Consigne A | Mettez à jour le code de prétraitement ci-dessous en recopiant le passage qui commence par les mots contenant "# Modèles de" et se termine par "df = load_data()", avec "df_stores" remplacé par "df_magasins".
# # # # #
In [11]:
# data_preprocessing.py

import pandas as pd
import warnings
warnings.filterwarnings('ignore')
import numpy as np
import matplotlib.pyplot as plt
import seaborn as sns
import joblib
from datetime import datetime

# Modèles
from statsmodels.tsa.statespace.sarimax import SARIMAX
from statsmodels.tsa.holtwinters import ExponentialSmoothing
from prophet import Prophet
from sklearn.linear_model import LinearRegression
from sklearn.ensemble import RandomForestRegressor
from xgboost import XGBRegressor

# Prétraitement et pipelines
from sklearn.pipeline import Pipeline
from sklearn.preprocessing import OneHotEncoder, StandardScaler
from sklearn.compose import ColumnTransformer

# Modèles de validation
from sklearn.model_selection import TimeSeriesSplit, cross_val_score, GridSearchCV
from sklearn.metrics import mean_absolute_error, mean_squared_error, mean_absolute_percentage_error


In [12]:
# Charger les données
def load_data():
    df_data = pd.read_csv('train.csv', parse_dates=['Date'])
    df_stores = pd.read_csv('store.csv')
    df = pd.merge(df_data, df_stores, on='Store', how='left')
    return df

df = load_data()

# Prétraitement des données
def preprocess_data(df):
    # Filtrer les magasins ouverts et les ventes supérieures à zéro
    df = df[(df['Open'] == 1) & (df['Sales'] > 0)]
    
    # Remplacer les valeurs manquantes
    df['CompetitionDistance'].fillna(df['CompetitionDistance'].median(), inplace=True)
    df.fillna(0, inplace=True)
    
    # Convertir les colonnes catégoriques
    categorical_cols = ['StoreType', 'Assortment', 'StateHoliday']
    df[categorical_cols] = df[categorical_cols].astype(str)
# # # # #
Consigne B | Comptez les lignes des enregistrements ci-dessous qui contiennent le mot "tights" et donnez seulement ce nombre.

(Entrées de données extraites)
# # # # #
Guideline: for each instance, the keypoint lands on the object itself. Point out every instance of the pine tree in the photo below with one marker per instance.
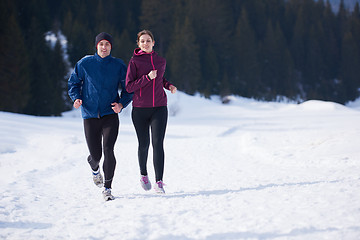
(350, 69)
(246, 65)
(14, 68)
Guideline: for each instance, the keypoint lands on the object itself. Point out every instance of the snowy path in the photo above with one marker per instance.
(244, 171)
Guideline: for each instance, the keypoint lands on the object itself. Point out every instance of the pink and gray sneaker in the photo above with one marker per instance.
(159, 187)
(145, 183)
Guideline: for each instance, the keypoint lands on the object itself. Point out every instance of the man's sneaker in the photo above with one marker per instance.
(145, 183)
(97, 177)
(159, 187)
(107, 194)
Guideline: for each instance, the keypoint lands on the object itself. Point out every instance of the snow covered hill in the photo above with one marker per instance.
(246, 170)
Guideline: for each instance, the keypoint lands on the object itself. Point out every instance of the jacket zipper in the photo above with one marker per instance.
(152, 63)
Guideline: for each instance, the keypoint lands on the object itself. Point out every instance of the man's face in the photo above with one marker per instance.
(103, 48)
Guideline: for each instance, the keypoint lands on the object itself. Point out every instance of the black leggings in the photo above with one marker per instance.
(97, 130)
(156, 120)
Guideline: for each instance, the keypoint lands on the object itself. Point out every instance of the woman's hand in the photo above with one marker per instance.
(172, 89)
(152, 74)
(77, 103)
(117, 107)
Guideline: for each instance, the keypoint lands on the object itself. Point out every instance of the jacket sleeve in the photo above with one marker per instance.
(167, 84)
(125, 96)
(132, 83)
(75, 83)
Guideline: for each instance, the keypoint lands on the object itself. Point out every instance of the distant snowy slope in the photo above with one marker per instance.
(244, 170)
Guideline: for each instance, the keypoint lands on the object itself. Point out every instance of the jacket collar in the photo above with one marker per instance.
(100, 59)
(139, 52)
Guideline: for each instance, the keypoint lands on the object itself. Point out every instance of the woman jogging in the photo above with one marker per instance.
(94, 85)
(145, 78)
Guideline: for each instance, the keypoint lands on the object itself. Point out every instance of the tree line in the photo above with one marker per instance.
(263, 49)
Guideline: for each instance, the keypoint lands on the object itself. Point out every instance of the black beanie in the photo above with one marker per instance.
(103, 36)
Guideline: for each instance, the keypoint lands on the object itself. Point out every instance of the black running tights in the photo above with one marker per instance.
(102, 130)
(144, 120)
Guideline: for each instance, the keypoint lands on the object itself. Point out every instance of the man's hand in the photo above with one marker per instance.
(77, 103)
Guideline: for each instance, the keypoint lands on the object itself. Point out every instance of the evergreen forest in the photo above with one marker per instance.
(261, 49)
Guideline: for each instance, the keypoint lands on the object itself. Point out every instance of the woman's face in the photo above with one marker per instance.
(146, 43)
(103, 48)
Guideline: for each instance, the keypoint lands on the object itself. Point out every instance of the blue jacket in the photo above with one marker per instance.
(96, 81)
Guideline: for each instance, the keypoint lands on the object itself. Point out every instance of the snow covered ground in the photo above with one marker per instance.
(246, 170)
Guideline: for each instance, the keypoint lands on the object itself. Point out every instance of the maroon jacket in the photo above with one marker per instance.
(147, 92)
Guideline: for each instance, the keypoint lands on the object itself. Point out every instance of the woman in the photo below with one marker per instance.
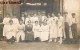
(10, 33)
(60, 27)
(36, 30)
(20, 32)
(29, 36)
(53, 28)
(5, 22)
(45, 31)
# # # # #
Solution A |
# Modèles de validation
from sklearn.model_selection import TimeSeriesSplit, cross_val_score, GridSearchCV
from sklearn.metrics import mean_absolute_error, mean_squared_error, mean_absolute_percentage_error


In [12]:
# Charger les données
def load_data():
    df_data = pd.read_csv('train.csv', parse_dates=['Date'])
    df_magasins = pd.read_csv('store.csv')
    df = pd.merge(df_data, df_magasins, on='Store', how='left')
    return df

df = load_data()

Solution B | 1